CONSIGNE:
Repérer dans le listing ci-dessous toutes les lignes qui contiennent la chaîne “curly”, puis les recopier intégralement.

DONNÉES EXTRAITES:
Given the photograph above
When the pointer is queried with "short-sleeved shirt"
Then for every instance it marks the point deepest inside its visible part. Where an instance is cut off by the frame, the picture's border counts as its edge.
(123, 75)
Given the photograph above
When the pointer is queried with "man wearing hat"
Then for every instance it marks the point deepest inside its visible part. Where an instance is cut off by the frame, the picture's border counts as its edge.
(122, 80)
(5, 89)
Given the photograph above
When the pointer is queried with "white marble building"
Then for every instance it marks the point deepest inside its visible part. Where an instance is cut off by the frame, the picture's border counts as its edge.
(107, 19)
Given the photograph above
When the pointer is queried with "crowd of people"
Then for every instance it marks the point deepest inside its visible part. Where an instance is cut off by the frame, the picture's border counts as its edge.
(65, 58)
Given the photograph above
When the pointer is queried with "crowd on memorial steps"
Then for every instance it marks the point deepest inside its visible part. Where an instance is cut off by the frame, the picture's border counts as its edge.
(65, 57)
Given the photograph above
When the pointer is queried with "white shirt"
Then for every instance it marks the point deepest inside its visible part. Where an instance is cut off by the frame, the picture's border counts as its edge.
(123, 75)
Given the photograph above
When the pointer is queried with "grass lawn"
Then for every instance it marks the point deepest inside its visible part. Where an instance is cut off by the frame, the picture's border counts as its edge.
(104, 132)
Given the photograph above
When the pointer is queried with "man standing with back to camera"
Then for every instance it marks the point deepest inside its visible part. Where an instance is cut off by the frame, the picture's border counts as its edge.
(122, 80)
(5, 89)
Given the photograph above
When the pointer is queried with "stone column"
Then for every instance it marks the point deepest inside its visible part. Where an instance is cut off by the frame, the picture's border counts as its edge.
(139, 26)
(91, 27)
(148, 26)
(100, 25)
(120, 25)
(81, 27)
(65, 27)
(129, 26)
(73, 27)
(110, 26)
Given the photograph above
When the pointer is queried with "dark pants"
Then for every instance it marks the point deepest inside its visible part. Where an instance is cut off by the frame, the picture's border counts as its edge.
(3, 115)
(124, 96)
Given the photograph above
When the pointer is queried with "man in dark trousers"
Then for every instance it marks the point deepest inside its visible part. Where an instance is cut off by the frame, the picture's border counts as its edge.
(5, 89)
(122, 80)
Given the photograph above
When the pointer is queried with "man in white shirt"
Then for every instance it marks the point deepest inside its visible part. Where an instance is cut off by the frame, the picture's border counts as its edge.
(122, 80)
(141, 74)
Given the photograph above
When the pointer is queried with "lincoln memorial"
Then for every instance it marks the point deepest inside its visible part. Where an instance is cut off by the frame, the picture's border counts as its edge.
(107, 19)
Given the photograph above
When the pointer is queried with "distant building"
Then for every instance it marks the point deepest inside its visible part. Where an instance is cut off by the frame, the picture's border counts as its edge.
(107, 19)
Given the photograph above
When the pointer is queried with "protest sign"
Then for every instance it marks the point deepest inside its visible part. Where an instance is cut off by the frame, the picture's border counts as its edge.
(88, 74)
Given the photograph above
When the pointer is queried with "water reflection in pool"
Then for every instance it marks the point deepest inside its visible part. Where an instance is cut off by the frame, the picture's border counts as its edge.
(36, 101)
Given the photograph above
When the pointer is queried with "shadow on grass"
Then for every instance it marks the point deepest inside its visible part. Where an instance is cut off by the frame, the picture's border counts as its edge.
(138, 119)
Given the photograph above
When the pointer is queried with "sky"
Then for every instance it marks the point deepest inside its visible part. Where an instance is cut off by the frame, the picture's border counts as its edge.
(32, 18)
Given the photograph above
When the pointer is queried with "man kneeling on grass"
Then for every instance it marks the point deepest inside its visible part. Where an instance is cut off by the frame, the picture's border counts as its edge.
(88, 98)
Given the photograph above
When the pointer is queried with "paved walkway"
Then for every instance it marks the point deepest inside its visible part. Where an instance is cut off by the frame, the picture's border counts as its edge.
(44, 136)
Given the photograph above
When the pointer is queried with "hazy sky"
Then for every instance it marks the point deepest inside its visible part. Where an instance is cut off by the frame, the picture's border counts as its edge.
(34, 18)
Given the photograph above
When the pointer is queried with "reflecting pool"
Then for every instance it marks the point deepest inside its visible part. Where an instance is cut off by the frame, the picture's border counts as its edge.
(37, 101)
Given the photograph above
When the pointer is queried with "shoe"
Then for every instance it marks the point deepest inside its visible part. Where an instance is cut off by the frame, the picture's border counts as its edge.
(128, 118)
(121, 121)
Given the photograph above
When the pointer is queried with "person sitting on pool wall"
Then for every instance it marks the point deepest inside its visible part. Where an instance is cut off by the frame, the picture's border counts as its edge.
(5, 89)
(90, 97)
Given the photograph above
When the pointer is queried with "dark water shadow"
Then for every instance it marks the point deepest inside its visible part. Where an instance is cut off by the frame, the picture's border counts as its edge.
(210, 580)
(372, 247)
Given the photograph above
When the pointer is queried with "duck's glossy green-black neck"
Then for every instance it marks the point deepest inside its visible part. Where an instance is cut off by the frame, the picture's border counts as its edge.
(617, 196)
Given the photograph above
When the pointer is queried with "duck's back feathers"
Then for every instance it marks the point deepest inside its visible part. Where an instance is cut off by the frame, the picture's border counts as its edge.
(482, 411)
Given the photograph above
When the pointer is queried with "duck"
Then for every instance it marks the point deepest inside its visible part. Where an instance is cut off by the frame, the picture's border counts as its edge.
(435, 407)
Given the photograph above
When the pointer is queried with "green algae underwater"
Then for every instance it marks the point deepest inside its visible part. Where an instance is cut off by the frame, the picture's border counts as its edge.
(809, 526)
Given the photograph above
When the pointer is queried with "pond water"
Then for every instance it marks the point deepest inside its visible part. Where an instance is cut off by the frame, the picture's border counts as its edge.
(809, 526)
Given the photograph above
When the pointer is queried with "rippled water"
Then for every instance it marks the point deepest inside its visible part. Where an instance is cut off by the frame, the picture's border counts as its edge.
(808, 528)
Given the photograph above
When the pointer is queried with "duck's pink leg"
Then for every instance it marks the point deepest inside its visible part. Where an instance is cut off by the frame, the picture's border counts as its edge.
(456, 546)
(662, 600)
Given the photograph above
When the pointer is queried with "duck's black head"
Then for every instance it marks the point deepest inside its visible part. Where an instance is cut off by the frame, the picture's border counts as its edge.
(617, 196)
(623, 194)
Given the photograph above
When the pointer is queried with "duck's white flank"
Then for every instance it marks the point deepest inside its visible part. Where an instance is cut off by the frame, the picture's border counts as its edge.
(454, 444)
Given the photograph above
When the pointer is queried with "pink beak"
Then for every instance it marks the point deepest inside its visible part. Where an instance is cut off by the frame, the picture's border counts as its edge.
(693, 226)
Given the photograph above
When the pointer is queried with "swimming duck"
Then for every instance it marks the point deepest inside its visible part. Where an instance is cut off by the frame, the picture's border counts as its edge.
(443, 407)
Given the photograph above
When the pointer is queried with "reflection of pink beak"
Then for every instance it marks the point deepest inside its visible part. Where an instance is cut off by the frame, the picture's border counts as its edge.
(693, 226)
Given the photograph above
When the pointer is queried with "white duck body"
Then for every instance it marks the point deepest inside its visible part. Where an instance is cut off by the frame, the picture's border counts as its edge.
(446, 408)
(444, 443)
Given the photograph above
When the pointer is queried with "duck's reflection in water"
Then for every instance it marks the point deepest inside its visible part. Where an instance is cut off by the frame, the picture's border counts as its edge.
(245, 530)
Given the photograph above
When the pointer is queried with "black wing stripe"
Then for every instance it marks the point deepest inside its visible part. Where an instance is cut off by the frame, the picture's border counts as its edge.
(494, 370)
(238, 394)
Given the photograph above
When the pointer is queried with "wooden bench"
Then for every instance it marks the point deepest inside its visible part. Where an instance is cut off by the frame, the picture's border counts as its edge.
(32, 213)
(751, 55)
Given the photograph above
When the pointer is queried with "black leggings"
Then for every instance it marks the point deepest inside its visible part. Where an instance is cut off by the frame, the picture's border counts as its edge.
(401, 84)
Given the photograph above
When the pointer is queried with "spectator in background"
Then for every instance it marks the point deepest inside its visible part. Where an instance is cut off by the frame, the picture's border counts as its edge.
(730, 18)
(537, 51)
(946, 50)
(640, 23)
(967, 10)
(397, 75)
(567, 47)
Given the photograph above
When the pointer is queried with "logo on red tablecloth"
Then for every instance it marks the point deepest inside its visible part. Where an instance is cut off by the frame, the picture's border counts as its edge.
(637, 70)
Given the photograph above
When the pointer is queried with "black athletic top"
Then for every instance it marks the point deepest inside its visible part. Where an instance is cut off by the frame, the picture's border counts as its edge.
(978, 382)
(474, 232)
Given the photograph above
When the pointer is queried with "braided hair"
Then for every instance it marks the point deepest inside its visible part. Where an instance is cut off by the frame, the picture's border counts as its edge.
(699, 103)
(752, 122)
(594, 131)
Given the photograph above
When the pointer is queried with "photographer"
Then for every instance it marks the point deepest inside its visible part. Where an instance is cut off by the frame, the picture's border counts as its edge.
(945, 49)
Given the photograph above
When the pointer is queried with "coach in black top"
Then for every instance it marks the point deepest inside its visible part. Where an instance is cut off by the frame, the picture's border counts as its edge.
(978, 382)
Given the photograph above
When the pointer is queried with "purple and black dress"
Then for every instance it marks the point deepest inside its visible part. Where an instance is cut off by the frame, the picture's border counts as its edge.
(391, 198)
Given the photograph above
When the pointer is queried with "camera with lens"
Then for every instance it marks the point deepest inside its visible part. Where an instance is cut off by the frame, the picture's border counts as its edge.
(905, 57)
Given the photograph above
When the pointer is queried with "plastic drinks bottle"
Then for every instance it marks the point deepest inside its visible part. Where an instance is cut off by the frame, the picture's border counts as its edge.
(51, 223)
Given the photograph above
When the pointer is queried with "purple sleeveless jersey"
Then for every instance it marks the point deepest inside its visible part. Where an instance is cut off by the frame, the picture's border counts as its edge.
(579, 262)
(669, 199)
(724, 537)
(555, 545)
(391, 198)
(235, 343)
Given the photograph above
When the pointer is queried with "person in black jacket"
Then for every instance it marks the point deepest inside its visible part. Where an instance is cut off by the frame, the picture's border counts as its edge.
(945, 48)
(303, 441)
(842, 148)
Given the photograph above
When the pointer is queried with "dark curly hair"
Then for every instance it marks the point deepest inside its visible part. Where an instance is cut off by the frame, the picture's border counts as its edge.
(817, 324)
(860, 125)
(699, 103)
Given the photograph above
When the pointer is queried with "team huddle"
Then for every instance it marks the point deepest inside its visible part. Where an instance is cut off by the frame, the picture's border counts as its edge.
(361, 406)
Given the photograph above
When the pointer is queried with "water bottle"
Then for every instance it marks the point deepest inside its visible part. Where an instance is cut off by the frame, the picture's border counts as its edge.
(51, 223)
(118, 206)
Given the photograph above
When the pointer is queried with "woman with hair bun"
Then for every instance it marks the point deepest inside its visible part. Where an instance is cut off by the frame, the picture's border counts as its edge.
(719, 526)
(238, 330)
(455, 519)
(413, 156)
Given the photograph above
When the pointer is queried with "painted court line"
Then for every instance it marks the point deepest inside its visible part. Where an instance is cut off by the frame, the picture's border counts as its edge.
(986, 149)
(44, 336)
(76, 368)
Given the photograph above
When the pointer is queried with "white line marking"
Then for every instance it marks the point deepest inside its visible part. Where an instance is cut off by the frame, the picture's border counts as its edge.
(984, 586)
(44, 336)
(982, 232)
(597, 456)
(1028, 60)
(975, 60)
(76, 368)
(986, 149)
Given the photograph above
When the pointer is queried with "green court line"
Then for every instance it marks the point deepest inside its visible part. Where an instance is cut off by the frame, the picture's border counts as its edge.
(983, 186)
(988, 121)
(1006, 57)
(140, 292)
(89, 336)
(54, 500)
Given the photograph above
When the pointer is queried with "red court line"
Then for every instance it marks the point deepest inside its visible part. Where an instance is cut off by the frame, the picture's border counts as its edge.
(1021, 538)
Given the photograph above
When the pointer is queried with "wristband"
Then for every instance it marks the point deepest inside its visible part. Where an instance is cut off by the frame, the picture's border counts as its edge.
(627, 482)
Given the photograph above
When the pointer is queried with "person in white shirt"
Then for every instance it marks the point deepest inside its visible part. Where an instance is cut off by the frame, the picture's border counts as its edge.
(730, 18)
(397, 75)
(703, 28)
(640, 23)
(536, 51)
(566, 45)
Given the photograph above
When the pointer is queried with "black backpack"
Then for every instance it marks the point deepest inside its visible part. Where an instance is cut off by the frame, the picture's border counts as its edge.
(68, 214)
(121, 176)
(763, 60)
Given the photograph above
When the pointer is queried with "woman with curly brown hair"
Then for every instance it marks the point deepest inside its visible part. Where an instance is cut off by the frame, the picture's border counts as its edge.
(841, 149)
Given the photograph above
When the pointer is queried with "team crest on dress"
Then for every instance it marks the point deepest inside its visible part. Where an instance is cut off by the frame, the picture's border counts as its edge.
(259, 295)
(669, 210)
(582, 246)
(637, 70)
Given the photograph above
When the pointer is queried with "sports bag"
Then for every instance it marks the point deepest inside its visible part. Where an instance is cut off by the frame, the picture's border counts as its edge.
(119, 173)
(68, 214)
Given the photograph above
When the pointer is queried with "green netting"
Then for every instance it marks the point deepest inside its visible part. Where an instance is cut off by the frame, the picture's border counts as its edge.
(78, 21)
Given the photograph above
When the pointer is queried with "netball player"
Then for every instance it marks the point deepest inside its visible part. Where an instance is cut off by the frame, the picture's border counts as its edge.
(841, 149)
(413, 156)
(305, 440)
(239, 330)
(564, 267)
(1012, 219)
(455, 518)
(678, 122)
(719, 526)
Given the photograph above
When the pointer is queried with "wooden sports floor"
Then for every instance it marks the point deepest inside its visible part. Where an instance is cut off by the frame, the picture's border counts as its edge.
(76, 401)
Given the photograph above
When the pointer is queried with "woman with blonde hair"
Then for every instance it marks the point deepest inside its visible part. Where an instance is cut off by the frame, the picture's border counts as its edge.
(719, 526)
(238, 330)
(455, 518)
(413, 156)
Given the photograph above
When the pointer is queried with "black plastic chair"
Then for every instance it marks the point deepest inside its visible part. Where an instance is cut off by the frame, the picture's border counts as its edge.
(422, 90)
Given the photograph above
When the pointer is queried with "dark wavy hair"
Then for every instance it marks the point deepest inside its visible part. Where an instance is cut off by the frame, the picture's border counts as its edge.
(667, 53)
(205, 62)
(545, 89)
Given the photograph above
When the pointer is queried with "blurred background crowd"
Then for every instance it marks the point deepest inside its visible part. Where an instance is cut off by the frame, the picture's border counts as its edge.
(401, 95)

SOLUTION:
When the pointer is queried with "dark curly hair"
When the pointer is queried with "woman with curly brown hair"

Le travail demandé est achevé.